Output the data below exactly. Leave nothing out.

# [Segmentation mask data]
_ _ _

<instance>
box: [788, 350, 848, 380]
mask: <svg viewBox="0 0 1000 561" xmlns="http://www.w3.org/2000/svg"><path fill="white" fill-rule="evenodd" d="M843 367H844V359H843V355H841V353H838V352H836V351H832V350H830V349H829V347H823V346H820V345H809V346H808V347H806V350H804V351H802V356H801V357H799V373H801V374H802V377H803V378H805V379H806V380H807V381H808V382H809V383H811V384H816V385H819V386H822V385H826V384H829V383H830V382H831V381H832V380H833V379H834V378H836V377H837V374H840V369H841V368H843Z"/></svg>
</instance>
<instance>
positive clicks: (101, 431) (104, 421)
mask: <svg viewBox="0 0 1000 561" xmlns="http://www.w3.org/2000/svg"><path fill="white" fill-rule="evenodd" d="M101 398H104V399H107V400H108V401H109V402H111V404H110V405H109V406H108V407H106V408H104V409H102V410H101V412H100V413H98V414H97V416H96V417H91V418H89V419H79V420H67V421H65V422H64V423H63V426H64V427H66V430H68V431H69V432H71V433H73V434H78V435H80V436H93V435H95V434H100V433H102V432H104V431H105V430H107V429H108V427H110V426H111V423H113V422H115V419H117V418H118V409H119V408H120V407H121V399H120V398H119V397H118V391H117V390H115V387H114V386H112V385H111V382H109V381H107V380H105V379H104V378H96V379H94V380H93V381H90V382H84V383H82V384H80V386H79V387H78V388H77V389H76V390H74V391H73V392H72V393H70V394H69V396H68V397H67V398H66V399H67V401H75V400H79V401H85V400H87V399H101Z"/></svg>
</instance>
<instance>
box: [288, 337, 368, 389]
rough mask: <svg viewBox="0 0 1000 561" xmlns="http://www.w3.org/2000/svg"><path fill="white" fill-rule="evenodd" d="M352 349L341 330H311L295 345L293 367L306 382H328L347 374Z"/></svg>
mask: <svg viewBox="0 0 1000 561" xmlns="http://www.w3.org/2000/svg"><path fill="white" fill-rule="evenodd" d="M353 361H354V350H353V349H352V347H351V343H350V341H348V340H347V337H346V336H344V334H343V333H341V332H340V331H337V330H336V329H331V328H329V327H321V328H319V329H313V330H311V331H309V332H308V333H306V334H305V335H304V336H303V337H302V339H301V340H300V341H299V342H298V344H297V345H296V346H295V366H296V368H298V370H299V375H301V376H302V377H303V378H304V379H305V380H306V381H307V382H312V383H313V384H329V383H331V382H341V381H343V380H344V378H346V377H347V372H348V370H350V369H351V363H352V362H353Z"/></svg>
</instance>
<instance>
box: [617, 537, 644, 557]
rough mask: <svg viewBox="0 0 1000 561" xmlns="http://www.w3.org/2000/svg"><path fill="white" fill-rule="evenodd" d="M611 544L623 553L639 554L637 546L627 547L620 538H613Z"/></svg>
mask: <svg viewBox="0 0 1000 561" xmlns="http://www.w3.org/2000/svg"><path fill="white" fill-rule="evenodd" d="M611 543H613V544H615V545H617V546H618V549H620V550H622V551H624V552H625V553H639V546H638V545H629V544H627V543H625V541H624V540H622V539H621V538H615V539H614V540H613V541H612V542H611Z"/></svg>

_ _ _

# [Task solution]
<instance>
box: [788, 350, 848, 380]
mask: <svg viewBox="0 0 1000 561" xmlns="http://www.w3.org/2000/svg"><path fill="white" fill-rule="evenodd" d="M843 367H844V359H843V355H841V353H838V352H836V351H832V350H830V349H829V347H823V346H820V345H809V346H808V347H806V350H804V351H802V356H801V357H799V373H801V374H802V377H803V378H805V379H806V380H807V381H808V382H809V383H811V384H816V385H819V386H822V385H826V384H829V383H830V382H831V381H832V380H833V379H834V378H836V377H837V374H840V369H841V368H843Z"/></svg>
</instance>
<instance>
positive clicks: (101, 431) (104, 421)
mask: <svg viewBox="0 0 1000 561" xmlns="http://www.w3.org/2000/svg"><path fill="white" fill-rule="evenodd" d="M101 398H104V399H107V400H108V401H109V402H111V404H110V405H109V406H108V407H106V408H104V409H102V410H101V412H100V413H98V414H97V416H96V417H91V418H89V419H79V420H67V421H65V422H64V423H63V426H64V427H66V430H68V431H69V432H71V433H73V434H78V435H80V436H93V435H95V434H100V433H102V432H104V431H105V430H107V429H108V427H110V426H111V423H113V422H115V419H117V418H118V409H119V408H120V407H121V399H120V398H119V397H118V391H117V390H115V387H114V386H112V385H111V382H109V381H107V380H105V379H104V378H96V379H94V380H93V381H90V382H84V383H82V384H80V386H79V387H78V388H77V389H76V390H74V391H73V392H72V393H70V394H69V396H68V397H67V398H66V399H67V401H75V400H79V401H85V400H87V399H101Z"/></svg>
</instance>
<instance>
box: [288, 337, 368, 389]
rough mask: <svg viewBox="0 0 1000 561" xmlns="http://www.w3.org/2000/svg"><path fill="white" fill-rule="evenodd" d="M352 349L341 330H311L295 345L293 367L306 382H328L347 374Z"/></svg>
mask: <svg viewBox="0 0 1000 561" xmlns="http://www.w3.org/2000/svg"><path fill="white" fill-rule="evenodd" d="M353 361H354V350H353V349H352V347H351V343H350V341H348V340H347V337H346V336H344V334H343V333H341V332H340V331H337V330H336V329H331V328H329V327H321V328H319V329H313V330H311V331H309V332H308V333H306V334H305V335H304V336H303V337H302V339H301V340H300V341H299V342H298V344H297V345H296V346H295V366H296V368H298V370H299V375H301V376H302V377H303V378H304V379H305V380H306V381H307V382H312V383H313V384H329V383H331V382H341V381H343V380H344V378H346V377H347V372H348V370H350V369H351V363H352V362H353Z"/></svg>
</instance>
<instance>
box: [617, 537, 644, 557]
rough mask: <svg viewBox="0 0 1000 561" xmlns="http://www.w3.org/2000/svg"><path fill="white" fill-rule="evenodd" d="M611 544L623 553L639 554L637 546L627 547L620 538H613Z"/></svg>
mask: <svg viewBox="0 0 1000 561" xmlns="http://www.w3.org/2000/svg"><path fill="white" fill-rule="evenodd" d="M611 543H613V544H615V545H617V546H618V549H620V550H622V551H624V552H625V553H639V546H638V545H629V544H627V543H625V541H624V540H622V539H621V538H615V539H614V540H613V541H612V542H611Z"/></svg>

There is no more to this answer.